SET EXERCISE >> Copy out only those lines running from the line with "the sunlit wall" to the end of the listing, keeping each one exactly as it is.
========================================================================
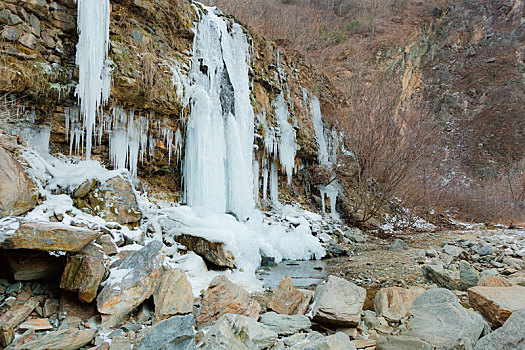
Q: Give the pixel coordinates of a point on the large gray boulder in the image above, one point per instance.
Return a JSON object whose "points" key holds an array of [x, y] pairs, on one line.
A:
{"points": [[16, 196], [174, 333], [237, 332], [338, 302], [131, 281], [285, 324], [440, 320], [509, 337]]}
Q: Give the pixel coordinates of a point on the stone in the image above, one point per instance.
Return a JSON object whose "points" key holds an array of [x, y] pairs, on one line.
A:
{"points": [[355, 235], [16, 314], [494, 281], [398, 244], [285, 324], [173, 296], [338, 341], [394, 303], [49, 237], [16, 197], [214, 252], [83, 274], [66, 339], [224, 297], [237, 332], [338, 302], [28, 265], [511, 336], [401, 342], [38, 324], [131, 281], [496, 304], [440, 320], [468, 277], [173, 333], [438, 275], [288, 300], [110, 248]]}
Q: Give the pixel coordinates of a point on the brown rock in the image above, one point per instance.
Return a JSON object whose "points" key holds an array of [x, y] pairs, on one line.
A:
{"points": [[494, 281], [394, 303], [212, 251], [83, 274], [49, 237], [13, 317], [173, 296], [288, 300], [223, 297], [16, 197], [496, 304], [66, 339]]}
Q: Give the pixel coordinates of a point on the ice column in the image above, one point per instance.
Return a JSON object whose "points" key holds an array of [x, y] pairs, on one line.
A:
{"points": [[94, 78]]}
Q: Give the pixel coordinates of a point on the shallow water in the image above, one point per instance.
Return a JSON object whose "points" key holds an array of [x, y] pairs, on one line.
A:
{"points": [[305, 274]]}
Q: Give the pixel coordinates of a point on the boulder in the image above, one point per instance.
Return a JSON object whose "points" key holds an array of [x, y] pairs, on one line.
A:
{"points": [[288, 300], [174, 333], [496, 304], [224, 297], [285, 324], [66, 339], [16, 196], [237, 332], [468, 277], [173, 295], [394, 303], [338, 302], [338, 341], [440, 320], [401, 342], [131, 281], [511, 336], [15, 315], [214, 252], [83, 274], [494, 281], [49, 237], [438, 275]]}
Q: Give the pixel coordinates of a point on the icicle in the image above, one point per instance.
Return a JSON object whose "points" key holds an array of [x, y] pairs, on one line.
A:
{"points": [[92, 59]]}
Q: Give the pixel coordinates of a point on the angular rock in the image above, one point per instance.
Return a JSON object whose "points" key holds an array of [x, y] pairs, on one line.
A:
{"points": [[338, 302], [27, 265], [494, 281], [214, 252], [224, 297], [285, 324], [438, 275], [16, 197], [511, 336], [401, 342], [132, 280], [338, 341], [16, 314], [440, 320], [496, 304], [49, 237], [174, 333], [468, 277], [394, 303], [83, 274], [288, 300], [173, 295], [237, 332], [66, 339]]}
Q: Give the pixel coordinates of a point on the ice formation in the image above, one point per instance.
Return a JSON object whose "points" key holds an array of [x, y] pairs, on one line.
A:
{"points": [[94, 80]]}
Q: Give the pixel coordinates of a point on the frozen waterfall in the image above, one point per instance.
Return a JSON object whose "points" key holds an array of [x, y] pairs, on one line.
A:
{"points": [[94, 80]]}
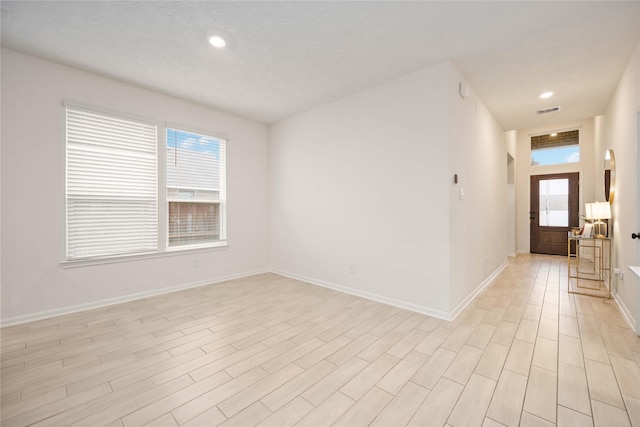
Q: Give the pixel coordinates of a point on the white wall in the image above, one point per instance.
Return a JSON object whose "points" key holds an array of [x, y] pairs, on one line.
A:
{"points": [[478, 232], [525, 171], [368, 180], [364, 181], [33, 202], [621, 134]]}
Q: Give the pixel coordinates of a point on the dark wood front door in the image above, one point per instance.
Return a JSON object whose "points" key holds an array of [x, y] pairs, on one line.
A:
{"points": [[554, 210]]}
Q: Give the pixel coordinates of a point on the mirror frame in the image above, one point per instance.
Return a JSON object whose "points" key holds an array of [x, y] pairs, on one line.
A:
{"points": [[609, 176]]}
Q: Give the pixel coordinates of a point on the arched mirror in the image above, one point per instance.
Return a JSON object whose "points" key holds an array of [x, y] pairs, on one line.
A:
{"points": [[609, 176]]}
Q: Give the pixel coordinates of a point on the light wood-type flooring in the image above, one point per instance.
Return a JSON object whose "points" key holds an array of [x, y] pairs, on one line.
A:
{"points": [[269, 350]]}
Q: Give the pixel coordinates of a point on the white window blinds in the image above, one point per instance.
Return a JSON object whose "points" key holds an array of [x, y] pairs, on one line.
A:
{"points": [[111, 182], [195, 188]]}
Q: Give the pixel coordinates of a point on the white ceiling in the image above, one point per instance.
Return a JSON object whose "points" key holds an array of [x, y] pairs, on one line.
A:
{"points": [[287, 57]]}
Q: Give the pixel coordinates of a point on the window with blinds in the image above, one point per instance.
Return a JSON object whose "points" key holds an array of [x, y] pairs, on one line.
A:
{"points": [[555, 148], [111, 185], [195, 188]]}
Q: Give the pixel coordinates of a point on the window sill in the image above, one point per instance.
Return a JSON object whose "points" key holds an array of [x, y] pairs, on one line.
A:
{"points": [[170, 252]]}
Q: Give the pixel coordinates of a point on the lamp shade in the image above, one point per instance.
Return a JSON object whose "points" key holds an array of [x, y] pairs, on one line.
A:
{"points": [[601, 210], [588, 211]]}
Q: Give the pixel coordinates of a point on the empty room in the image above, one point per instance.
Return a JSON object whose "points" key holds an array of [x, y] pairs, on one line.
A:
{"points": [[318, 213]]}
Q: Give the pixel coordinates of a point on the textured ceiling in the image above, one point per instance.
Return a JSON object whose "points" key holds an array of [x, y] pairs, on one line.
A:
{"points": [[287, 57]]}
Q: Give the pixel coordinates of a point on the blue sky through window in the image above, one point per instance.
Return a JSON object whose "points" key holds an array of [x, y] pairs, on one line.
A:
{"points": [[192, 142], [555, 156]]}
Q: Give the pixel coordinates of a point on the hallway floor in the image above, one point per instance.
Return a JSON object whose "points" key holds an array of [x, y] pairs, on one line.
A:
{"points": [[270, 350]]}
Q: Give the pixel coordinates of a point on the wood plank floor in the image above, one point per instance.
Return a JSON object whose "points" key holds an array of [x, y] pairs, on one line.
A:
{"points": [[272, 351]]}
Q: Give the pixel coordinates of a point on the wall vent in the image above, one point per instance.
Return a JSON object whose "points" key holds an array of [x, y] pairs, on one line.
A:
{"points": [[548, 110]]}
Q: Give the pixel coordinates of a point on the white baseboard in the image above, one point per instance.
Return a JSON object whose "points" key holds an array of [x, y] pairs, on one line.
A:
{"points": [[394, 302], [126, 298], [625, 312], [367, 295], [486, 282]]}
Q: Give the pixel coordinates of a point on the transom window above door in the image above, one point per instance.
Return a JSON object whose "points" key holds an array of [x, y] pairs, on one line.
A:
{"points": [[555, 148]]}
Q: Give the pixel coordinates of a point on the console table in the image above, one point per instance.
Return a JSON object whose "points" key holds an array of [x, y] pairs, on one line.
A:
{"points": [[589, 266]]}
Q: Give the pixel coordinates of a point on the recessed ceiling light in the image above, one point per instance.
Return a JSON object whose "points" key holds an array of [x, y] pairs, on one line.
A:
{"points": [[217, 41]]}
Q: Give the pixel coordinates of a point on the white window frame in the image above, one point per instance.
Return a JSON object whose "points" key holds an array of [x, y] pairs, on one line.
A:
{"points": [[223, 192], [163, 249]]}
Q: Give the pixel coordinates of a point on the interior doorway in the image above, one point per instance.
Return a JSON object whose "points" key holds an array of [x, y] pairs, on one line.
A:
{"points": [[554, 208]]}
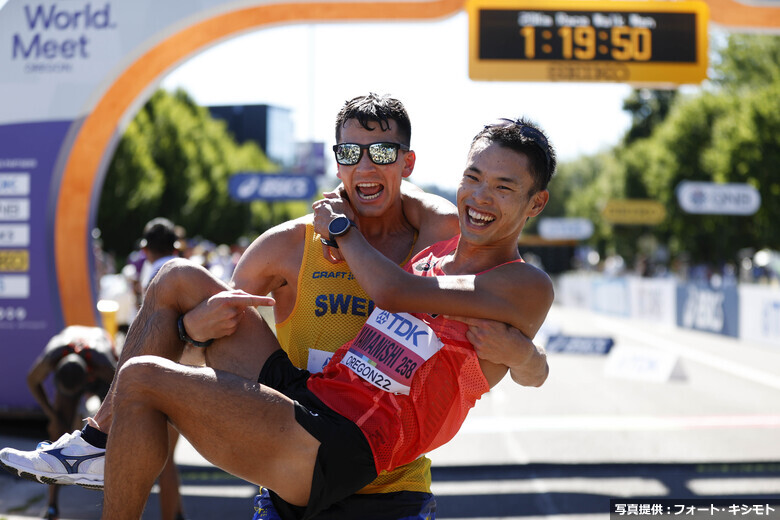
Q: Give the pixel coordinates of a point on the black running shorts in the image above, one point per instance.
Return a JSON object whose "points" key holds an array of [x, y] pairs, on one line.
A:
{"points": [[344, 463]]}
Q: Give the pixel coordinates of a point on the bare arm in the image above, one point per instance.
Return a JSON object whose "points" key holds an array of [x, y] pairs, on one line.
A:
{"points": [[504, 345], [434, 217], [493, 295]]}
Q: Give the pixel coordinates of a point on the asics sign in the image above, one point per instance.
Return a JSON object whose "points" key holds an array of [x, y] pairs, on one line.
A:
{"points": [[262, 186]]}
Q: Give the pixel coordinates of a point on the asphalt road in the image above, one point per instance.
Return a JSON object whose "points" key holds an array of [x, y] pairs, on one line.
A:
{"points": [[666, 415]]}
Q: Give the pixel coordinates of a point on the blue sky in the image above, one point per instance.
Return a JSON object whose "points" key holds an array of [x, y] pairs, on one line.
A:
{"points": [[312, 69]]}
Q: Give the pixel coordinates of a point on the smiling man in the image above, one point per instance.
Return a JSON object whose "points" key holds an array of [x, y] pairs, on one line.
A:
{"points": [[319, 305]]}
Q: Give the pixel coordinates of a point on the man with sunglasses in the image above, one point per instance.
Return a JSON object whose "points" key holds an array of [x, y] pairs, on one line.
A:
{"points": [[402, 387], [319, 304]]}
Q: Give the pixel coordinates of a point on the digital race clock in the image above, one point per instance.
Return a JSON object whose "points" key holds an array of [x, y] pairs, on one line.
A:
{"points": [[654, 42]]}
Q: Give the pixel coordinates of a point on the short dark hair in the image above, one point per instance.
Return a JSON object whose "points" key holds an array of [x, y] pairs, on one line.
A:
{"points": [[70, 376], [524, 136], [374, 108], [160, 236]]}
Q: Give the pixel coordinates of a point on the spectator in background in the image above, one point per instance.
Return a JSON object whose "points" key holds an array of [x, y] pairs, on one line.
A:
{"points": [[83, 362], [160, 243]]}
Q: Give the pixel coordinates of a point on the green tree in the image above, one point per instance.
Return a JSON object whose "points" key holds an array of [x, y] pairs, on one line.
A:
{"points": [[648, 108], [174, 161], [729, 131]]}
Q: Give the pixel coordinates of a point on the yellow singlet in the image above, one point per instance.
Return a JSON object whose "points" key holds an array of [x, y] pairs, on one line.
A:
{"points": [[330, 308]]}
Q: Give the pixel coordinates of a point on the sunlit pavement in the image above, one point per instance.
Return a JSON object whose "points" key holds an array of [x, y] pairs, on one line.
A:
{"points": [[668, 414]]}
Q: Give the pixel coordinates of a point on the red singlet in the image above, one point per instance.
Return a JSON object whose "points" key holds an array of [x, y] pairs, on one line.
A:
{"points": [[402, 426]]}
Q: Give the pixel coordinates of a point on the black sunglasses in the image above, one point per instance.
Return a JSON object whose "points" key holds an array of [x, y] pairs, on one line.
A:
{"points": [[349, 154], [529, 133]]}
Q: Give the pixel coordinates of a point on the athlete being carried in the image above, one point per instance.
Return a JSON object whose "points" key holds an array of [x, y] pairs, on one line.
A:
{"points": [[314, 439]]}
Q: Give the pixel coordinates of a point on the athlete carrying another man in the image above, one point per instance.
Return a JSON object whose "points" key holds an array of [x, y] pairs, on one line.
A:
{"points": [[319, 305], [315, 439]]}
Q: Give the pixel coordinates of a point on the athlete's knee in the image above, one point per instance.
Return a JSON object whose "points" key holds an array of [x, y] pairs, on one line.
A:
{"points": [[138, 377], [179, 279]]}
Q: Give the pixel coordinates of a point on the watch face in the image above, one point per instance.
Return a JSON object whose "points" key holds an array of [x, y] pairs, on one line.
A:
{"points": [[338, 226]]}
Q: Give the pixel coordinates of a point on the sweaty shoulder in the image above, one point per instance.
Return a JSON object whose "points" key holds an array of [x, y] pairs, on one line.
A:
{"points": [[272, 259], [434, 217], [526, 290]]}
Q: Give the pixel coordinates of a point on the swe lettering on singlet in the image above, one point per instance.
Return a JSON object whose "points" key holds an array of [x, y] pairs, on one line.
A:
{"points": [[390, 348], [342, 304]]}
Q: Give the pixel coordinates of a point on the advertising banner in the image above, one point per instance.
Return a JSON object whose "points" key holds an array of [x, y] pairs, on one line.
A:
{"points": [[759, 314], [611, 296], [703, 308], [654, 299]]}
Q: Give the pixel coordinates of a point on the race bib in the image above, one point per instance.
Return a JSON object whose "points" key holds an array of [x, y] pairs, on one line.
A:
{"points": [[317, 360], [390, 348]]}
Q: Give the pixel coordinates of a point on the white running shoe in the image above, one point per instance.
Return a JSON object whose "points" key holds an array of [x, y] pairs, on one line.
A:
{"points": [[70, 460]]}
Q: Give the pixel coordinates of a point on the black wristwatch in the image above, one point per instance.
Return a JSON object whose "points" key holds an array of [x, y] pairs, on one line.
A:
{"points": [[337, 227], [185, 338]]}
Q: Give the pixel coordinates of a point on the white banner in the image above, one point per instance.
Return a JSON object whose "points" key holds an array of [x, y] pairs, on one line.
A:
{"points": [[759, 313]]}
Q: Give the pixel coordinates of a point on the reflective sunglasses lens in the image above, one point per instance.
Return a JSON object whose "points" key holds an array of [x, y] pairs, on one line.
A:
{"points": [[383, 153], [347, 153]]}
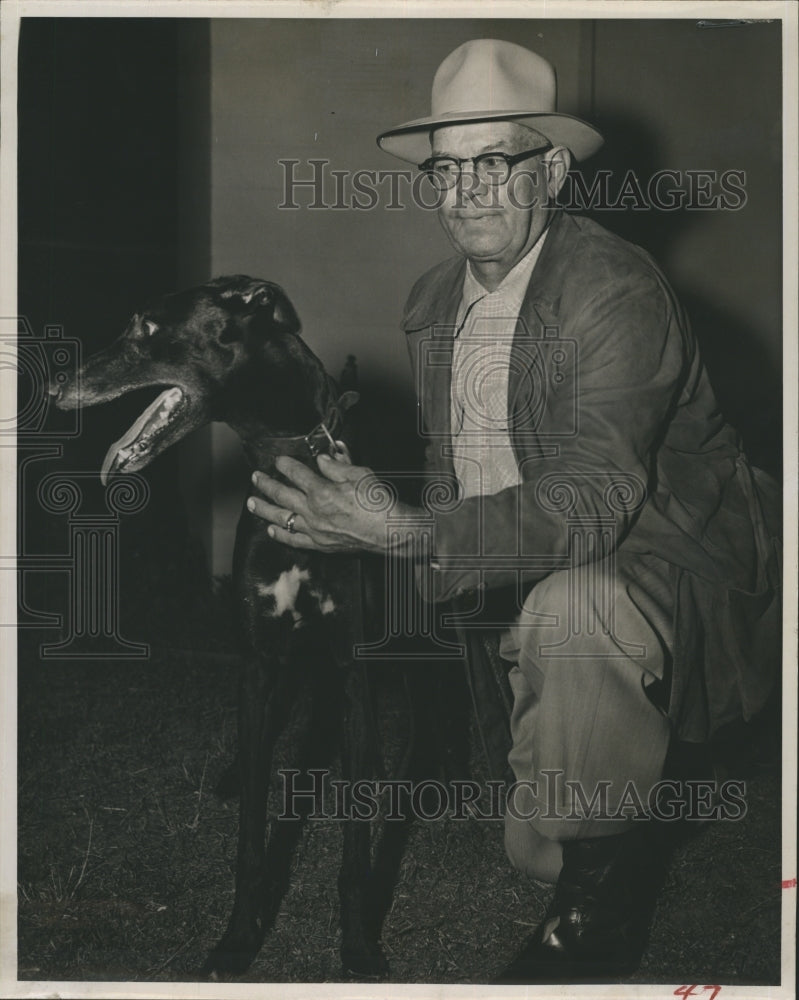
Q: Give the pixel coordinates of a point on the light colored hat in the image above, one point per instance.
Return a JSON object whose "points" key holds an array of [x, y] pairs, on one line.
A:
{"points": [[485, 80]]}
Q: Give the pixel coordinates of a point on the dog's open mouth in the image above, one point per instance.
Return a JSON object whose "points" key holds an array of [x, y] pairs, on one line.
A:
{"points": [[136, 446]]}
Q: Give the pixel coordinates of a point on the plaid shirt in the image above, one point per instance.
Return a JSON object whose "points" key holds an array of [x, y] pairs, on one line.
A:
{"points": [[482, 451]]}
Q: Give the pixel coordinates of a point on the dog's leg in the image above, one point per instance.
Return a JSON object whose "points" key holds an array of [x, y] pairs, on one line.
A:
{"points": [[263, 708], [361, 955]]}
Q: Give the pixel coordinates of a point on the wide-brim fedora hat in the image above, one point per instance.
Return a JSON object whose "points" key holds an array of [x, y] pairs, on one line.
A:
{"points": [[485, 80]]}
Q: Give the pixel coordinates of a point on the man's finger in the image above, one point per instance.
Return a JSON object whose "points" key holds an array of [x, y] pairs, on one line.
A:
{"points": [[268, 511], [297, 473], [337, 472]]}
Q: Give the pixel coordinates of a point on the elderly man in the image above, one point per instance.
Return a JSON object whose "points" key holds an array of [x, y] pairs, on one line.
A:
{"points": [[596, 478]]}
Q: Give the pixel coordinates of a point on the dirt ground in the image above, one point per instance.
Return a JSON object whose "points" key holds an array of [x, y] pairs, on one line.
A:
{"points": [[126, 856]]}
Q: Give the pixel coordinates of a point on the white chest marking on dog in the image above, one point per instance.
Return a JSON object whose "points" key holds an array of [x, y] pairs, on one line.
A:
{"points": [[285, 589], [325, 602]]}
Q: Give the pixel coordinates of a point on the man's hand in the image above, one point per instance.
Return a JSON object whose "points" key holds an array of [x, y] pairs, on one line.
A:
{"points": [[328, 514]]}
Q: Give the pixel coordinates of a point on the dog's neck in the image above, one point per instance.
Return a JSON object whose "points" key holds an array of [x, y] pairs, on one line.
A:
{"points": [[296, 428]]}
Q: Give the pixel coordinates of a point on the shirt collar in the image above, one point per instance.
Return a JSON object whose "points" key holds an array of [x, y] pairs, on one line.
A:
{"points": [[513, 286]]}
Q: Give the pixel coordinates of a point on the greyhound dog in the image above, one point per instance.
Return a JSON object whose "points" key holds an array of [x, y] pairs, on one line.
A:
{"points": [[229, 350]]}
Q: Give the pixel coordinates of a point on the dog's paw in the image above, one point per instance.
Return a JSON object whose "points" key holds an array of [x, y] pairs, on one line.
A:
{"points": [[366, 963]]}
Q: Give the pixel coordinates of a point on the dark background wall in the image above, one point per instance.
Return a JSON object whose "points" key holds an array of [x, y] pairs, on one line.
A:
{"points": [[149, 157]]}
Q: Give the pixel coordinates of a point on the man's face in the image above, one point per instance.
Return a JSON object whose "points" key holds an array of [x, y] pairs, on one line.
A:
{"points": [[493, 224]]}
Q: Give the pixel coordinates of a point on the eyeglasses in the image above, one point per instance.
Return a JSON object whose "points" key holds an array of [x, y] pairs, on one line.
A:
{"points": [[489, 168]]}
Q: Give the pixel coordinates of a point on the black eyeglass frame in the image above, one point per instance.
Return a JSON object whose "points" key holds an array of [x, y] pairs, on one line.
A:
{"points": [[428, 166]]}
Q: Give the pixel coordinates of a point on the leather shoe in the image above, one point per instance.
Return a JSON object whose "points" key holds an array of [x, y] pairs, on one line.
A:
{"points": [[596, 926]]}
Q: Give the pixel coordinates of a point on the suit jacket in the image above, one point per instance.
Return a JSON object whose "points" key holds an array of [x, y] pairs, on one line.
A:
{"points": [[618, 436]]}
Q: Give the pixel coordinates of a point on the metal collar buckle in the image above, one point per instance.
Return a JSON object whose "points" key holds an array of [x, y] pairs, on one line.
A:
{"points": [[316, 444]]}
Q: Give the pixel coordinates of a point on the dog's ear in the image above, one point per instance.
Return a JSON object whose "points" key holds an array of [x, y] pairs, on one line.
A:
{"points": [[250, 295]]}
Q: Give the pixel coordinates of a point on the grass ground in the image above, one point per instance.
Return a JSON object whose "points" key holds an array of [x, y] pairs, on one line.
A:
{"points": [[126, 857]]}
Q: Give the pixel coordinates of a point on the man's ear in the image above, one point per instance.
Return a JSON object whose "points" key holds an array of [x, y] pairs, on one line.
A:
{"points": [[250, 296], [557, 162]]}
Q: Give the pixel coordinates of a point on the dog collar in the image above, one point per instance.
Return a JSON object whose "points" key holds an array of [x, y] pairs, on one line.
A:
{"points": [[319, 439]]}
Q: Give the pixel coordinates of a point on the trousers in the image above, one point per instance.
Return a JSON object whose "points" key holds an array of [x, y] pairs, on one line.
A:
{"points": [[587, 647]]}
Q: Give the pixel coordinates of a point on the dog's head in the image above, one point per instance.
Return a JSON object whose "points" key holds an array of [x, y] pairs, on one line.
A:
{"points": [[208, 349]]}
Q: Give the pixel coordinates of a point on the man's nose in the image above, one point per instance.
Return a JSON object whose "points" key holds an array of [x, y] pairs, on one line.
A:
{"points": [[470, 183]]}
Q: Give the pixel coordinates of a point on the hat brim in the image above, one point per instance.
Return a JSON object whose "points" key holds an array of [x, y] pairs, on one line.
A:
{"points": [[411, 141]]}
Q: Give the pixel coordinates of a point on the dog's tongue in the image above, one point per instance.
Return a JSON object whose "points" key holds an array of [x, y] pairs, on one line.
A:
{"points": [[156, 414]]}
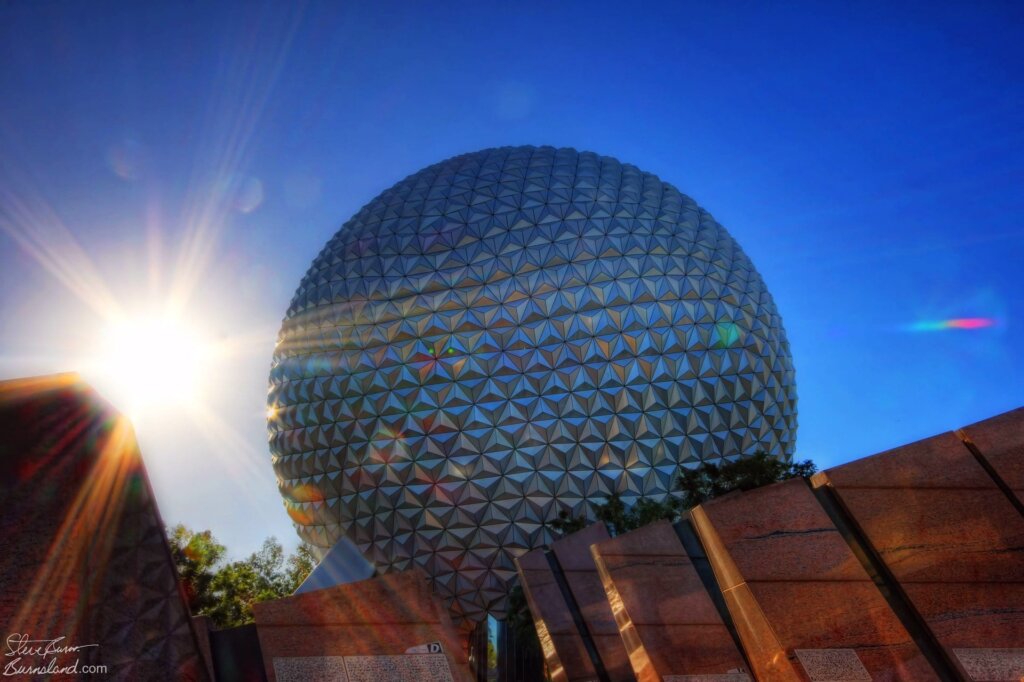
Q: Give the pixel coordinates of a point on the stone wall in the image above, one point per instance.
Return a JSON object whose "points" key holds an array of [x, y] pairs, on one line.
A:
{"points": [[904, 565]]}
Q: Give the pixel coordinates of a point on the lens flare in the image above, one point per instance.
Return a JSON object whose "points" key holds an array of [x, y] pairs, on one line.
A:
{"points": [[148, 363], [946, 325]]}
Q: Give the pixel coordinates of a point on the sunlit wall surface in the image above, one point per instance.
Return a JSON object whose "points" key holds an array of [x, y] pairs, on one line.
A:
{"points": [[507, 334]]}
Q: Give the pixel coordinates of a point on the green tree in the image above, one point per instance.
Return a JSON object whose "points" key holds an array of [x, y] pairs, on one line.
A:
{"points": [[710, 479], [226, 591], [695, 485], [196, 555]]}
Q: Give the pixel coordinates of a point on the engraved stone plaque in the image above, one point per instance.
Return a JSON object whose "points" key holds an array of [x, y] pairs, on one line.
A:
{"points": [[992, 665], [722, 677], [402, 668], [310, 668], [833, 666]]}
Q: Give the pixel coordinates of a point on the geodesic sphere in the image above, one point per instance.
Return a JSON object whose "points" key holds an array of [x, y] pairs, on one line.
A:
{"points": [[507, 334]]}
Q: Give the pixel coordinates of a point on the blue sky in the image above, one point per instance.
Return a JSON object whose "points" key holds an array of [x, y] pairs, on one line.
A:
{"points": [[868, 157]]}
========================================================================
ANSWER IN FULL >>
Q: Give the pixel coordinates of a point on the sunlit wall surface in the image above, one point per instance.
Return a JSON object whose "points" key holds an array of [x, y] pairs, on one line.
A:
{"points": [[507, 334]]}
Q: Give the pixel coordinates of a point on the green tree in the image above, one point per instance.
Return a JSON object whose "points" key holds an array of [x, y] pairs, on one line.
A:
{"points": [[710, 479], [226, 591], [695, 485], [196, 555]]}
Q: Give the pixel coordinates of a point on the engraved stone plaque in the image above, one point per instance.
Return a JSON object whose "points" key holds an array of [x, y] pairs, on one line.
A:
{"points": [[992, 665], [722, 677], [402, 668], [310, 668], [833, 666]]}
Q: Give the pixel coordinates of a point on the geodesic sphere in the image above, one point per instance.
Return a JSON object whose "points" key holds an array of [x, y] pairs, on one line.
A:
{"points": [[507, 334]]}
Q: Give the pixel coordinates of a point on the blue sky in the image above, one point per instance.
Return a JSON object whose "points" key holds an array of [x, y] pairs, on one line.
A:
{"points": [[868, 157]]}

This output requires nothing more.